> TASK DETAILS: Where a line of the following data contains the string "container", include it in the tally. Report the total alone.

Items from a data source
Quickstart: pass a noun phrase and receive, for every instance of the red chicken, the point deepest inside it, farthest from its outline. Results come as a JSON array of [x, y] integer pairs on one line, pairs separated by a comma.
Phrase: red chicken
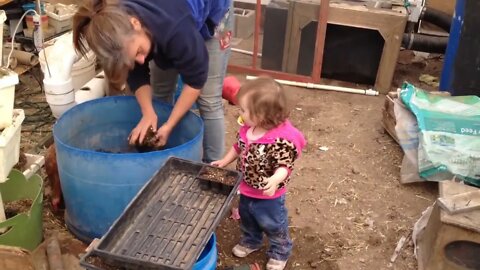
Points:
[[52, 172]]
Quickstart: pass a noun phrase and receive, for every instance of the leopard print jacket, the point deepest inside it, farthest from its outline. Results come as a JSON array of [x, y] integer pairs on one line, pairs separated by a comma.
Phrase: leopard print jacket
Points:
[[258, 161]]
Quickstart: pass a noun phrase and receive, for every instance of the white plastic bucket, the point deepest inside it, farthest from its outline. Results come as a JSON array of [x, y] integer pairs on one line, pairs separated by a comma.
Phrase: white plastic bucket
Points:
[[60, 95], [81, 71], [56, 87], [10, 144], [82, 76], [8, 80]]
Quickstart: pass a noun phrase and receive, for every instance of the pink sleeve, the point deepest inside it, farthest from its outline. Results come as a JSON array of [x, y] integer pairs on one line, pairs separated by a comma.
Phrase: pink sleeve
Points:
[[236, 147]]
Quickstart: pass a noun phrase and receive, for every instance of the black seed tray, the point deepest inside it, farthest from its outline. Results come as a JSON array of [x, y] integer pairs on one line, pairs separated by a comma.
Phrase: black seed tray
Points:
[[169, 222]]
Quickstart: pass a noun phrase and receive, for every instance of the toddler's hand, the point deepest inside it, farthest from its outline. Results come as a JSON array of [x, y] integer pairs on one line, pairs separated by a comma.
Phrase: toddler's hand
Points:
[[271, 186], [219, 163]]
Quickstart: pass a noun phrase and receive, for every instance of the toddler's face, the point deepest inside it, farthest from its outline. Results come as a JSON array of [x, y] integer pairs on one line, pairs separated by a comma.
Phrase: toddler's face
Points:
[[248, 119]]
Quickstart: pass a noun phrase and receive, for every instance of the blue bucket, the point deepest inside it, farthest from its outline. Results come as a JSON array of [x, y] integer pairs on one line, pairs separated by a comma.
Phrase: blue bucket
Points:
[[98, 178], [208, 258]]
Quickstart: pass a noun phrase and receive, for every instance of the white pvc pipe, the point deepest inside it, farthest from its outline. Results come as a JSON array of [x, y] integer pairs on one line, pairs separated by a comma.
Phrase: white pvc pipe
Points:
[[368, 92], [245, 52]]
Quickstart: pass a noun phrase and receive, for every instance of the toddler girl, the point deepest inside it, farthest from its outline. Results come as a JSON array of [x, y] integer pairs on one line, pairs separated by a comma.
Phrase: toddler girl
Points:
[[266, 148]]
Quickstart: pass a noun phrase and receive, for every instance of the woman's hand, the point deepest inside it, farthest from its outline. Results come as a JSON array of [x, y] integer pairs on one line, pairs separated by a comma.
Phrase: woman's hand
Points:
[[219, 163], [138, 133], [162, 135]]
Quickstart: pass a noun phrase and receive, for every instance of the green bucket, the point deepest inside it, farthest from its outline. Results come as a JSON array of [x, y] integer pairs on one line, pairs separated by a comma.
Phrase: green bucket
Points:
[[25, 229]]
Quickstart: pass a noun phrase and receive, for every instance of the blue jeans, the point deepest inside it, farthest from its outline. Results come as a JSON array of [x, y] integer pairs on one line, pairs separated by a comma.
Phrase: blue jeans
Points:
[[210, 101], [266, 216]]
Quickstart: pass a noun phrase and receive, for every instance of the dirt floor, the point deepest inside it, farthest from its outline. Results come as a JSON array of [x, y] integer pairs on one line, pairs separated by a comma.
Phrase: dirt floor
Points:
[[346, 205]]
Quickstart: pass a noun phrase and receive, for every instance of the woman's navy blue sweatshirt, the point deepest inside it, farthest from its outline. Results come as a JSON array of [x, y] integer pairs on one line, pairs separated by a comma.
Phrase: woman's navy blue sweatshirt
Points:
[[178, 30]]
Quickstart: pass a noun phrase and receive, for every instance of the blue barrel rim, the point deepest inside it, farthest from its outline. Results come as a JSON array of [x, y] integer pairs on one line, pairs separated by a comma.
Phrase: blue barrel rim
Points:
[[106, 99], [212, 241]]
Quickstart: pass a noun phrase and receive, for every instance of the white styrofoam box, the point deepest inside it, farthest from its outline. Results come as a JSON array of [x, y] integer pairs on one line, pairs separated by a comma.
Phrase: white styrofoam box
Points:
[[34, 163], [8, 80], [60, 26], [10, 144]]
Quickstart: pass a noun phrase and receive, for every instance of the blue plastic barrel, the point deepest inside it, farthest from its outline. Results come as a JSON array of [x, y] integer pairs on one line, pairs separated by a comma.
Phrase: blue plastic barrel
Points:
[[208, 258], [97, 184]]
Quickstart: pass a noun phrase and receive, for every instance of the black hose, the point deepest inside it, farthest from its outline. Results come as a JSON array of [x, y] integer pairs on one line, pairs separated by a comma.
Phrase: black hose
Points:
[[424, 43], [437, 18]]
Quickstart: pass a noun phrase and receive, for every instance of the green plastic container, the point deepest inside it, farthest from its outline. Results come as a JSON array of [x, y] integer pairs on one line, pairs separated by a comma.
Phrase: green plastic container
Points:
[[25, 228]]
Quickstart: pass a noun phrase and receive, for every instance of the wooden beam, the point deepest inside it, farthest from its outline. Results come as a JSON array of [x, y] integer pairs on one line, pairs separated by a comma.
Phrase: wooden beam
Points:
[[461, 203]]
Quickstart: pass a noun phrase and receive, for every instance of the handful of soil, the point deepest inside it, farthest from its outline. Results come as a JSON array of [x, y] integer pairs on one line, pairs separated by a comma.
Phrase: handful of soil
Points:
[[217, 175], [149, 142]]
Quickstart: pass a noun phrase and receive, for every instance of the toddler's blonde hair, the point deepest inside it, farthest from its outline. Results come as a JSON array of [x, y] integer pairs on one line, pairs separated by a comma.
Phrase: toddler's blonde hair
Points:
[[266, 101]]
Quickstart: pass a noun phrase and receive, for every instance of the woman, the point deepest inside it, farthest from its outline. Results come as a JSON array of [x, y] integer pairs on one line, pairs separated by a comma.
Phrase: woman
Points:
[[148, 43]]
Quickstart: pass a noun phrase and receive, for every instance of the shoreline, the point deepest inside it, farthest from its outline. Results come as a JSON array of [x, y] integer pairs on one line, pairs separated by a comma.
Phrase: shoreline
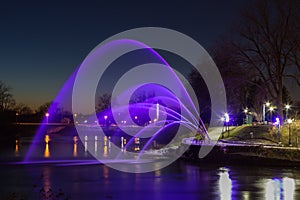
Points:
[[246, 155]]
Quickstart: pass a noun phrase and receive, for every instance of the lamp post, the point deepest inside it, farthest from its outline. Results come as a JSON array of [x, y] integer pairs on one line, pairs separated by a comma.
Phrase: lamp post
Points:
[[17, 115], [105, 118], [287, 107], [289, 122], [267, 104], [246, 113], [226, 117], [271, 109], [47, 116], [223, 120], [278, 125]]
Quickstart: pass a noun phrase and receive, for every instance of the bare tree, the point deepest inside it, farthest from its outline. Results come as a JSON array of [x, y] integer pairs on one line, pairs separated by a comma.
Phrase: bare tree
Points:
[[23, 109], [103, 102], [267, 43]]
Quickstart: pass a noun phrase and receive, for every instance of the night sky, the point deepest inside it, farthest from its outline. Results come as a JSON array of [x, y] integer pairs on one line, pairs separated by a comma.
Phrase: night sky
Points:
[[42, 42]]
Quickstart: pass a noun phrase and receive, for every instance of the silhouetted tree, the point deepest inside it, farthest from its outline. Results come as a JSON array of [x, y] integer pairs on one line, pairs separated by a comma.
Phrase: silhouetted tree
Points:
[[268, 42]]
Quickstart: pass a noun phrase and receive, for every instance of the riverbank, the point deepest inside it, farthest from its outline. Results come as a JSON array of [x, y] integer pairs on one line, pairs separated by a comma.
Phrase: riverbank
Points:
[[246, 154]]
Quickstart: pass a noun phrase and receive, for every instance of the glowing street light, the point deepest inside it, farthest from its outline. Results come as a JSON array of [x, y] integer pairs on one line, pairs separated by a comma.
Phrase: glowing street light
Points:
[[271, 109], [278, 125], [226, 118], [289, 122], [17, 115], [264, 110], [246, 113], [105, 118], [287, 107], [47, 116]]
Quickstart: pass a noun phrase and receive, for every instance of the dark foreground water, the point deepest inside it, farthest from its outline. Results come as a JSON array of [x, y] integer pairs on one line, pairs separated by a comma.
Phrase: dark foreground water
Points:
[[70, 177]]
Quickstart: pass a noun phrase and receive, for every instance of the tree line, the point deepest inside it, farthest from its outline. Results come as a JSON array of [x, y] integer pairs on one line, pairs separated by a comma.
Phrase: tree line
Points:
[[259, 55]]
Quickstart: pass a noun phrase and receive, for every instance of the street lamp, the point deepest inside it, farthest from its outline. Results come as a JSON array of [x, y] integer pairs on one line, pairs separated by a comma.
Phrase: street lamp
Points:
[[246, 113], [47, 116], [289, 122], [17, 115], [105, 118], [271, 109], [223, 120], [264, 111], [226, 117], [287, 107], [278, 125]]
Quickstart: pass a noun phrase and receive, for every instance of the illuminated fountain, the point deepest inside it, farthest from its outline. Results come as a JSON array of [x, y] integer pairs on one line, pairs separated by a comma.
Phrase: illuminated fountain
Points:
[[170, 113]]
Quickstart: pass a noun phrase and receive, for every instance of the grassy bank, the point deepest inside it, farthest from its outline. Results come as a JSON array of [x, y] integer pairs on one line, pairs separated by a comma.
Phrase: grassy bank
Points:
[[267, 134]]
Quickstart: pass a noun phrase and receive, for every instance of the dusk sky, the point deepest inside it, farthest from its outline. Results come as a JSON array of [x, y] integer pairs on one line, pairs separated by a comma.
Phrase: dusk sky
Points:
[[42, 42]]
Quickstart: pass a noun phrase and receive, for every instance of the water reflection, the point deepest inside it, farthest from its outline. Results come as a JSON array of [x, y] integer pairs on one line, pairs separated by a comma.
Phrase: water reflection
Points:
[[17, 148], [75, 139], [280, 188], [225, 184], [288, 188], [47, 151]]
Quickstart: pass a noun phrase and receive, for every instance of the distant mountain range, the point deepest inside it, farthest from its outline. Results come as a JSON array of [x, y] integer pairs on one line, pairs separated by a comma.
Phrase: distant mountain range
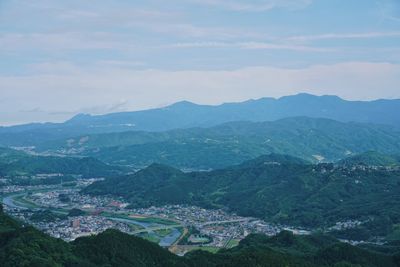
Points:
[[187, 115], [312, 139]]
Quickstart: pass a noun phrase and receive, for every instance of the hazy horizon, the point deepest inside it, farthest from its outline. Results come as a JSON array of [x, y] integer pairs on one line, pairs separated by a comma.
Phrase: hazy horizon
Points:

> ANSWER BOX: 2